Task to carry out:
Find the line with "Locate the metal". Transcribe it and each later line of the data exactly, up to and including the last.
☆ ☆ ☆
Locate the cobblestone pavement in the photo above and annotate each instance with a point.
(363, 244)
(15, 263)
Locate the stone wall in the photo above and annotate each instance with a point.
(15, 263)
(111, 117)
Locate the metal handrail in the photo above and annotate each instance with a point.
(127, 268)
☆ ☆ ☆
Task result:
Locate the metal handrail in the photo above and annotate each instance with a point.
(127, 268)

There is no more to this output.